- [What you should do]: Word for word, restate every line of the listing that follows.

- [Exercise materials]:

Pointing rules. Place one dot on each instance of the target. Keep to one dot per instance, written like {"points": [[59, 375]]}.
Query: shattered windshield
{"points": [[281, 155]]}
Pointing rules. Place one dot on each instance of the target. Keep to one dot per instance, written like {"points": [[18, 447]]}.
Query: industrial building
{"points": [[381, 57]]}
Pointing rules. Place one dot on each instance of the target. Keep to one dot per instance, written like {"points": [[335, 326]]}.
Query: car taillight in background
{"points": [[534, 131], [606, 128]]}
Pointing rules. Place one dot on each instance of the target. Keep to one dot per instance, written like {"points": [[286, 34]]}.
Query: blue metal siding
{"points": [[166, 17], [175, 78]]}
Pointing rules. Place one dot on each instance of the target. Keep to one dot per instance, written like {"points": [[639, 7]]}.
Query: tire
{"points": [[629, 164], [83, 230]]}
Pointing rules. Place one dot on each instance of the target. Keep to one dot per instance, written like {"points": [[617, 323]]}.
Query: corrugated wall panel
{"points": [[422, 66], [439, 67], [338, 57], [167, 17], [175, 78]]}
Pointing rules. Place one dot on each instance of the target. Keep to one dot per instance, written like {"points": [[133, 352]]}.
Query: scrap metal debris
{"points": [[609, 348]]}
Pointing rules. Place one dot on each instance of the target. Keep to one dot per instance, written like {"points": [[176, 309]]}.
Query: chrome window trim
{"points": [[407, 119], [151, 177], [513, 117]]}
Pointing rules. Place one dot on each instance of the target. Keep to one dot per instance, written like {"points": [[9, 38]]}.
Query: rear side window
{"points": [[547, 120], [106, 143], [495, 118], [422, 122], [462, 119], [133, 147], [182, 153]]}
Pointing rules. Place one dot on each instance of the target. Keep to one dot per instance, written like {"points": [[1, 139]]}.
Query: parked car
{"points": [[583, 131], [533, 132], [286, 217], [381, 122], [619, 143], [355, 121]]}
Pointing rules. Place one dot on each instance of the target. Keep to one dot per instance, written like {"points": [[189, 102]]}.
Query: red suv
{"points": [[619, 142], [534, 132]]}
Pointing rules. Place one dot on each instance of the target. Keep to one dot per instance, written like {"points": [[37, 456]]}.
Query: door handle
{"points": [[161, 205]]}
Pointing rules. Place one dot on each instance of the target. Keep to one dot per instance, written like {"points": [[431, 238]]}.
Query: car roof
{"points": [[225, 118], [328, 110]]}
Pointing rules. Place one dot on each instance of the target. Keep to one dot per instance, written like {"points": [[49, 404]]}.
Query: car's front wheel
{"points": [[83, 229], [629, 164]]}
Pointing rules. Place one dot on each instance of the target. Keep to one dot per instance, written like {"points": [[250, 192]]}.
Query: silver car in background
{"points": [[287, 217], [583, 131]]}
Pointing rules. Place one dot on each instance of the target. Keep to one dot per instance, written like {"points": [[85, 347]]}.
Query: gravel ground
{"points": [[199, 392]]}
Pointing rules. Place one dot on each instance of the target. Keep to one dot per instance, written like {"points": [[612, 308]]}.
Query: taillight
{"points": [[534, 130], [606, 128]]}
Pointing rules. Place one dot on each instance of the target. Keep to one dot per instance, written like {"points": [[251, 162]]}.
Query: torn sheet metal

- [Task output]:
Pointing rules. Place one dot on each instance of the target. Keep to one dot per instance, written like {"points": [[59, 375]]}.
Query: shattered windshield
{"points": [[281, 155]]}
Pointing rules. Place one dot on each instance of the target. Keep to one dot per instance, written like {"points": [[18, 447]]}.
Query: industrial building
{"points": [[381, 57]]}
Pointing rules. Place one dot on each instance of the target. Keep to one dot per instance, written like {"points": [[335, 326]]}.
Query: car taillight in background
{"points": [[534, 131], [606, 128]]}
Pointing rules. Place one dot on each instance of the target. Keep to one dot per instance, written like {"points": [[286, 34]]}.
Query: blue metal siding
{"points": [[166, 17], [175, 78]]}
Pointing rules. Place one dot on each instance of the target. Keep to one dot per instance, written like {"points": [[639, 7]]}.
Query: tire
{"points": [[629, 164], [83, 230]]}
Pointing rules. Place one dot on each instance of the target. Keep to one dot per instance, written like {"points": [[617, 323]]}.
Query: corrugated wall panel
{"points": [[422, 66], [439, 67], [338, 57], [167, 17], [175, 78]]}
Pointing rules. Place one dot on each instance of the target. Keep to one dot per instance, written like {"points": [[133, 352]]}.
Query: scrap metal debris
{"points": [[609, 348]]}
Pointing rules. Place one dot on each instance of the target. Keep to one dot per instance, written like {"points": [[176, 309]]}.
Query: chrome window trim
{"points": [[407, 119], [151, 177], [513, 117]]}
Pointing rules. Place one dot on each instance of the target. Keep to one dot per instance, written like {"points": [[9, 38]]}.
Query: rear side window
{"points": [[547, 120], [106, 143], [495, 118], [422, 122], [462, 119], [133, 147], [182, 153]]}
Pointing rules. Place one dot on each instance of the target. Keep to one dot per instance, written like {"points": [[1, 139]]}.
Query: parked car
{"points": [[583, 131], [533, 132], [286, 217], [381, 122], [619, 143], [355, 121]]}
Pointing rules. Place one dot on each instance of the target. Keep to one dot per instance, written like {"points": [[189, 102]]}.
Query: red suv
{"points": [[619, 142], [534, 132]]}
Pointing rules. Place one dot on each instance of the target. Keep to one dot per instance, written like {"points": [[37, 456]]}.
Query: door handle
{"points": [[161, 205]]}
Pointing rules. Place one dot on each instance of the target. Keep to one dot per instance, written like {"points": [[431, 238]]}.
Query: car roof
{"points": [[225, 118], [328, 110]]}
Pointing rules. Place one dot on each instance of the target. Keep to one dot per instance, written like {"points": [[49, 404]]}.
Query: car's front wheel
{"points": [[83, 229], [629, 164]]}
Pointing rules. Place one dot on each instance of the target. Keep to one dot per instance, written like {"points": [[250, 192]]}.
Query: silver car in background
{"points": [[287, 217], [583, 131]]}
Pointing rules. Place one dot on each instance of the target. Keep to one dot per instance, written like {"points": [[85, 347]]}.
Query: gravel ground
{"points": [[199, 392]]}
Pointing rules. Place one dot on each instance of the target. Keep to one dot per instance, written like {"points": [[612, 308]]}.
Query: taillight
{"points": [[534, 130], [606, 128]]}
Pointing rules. Place one dot on each instance of the target. Keep to one dot per instance, written like {"points": [[251, 162]]}.
Query: torn sheet metal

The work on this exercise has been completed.